The problem – Copying exactly, give the lines in the material below from the one with "Target: bare deciduous tree" to the one with "Target: power line", ends included, and nothing besides.

Data for processing –
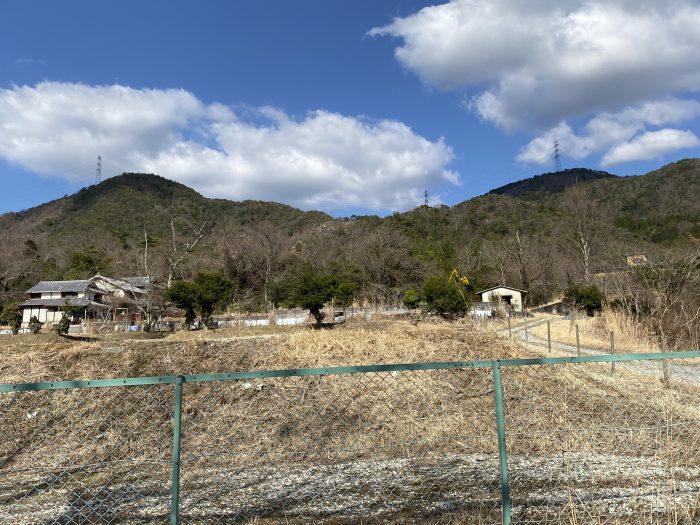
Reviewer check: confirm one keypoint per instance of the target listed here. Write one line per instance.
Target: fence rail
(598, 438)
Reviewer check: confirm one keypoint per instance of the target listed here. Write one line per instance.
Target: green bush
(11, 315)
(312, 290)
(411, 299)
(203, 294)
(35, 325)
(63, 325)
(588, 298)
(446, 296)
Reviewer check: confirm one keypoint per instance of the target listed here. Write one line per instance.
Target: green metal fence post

...

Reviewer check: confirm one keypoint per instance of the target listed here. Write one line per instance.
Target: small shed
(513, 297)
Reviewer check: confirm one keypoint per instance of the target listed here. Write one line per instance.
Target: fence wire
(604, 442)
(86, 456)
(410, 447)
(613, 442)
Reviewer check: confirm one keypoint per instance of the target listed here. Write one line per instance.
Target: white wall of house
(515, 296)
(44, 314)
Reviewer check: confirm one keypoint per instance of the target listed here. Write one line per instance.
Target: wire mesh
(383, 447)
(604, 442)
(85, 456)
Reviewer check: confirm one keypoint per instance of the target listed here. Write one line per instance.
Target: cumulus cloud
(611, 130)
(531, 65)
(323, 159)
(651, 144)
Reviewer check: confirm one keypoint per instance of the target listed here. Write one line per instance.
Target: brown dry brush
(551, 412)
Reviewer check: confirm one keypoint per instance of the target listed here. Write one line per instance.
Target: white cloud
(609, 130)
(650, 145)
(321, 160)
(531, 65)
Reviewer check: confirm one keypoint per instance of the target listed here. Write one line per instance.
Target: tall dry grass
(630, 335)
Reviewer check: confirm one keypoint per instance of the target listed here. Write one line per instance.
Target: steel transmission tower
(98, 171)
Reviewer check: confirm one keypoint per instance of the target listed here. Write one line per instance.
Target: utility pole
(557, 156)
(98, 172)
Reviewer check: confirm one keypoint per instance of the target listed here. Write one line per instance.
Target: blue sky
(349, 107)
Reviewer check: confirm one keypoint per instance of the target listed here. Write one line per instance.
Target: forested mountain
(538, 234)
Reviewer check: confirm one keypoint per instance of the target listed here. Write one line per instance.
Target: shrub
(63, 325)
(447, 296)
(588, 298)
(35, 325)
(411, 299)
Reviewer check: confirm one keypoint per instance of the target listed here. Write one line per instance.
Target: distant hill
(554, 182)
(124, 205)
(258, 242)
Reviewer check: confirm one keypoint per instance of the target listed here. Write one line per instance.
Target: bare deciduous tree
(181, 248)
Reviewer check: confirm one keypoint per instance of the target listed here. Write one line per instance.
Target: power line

==

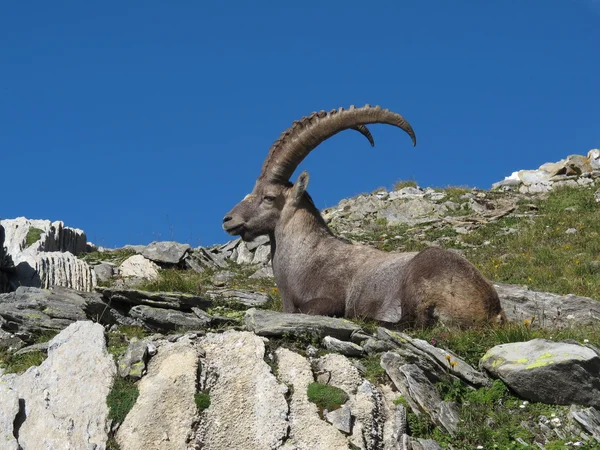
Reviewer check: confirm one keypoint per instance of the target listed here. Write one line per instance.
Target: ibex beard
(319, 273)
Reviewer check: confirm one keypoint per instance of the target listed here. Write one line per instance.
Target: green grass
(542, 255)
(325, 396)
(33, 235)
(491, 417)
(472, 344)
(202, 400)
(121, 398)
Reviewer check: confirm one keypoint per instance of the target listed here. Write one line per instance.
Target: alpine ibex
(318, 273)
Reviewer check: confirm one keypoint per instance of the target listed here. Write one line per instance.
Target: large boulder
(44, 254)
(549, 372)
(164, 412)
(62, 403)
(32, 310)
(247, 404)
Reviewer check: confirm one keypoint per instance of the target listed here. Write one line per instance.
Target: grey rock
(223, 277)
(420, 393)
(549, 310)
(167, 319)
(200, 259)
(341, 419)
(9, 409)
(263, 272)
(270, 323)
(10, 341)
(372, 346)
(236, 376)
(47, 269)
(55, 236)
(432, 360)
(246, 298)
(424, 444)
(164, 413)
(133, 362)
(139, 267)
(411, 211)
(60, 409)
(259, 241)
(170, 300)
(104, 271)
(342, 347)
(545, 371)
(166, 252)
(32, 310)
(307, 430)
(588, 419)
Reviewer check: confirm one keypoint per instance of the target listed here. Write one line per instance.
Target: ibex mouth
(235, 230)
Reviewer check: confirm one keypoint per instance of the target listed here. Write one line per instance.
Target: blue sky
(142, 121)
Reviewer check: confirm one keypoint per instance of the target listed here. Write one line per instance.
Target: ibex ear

Solution for this task –
Target: bare deciduous tree
(181, 248)
Reviewer check: confirm one keypoint per instance of the target listed here. Write one line per instance.
Target: power line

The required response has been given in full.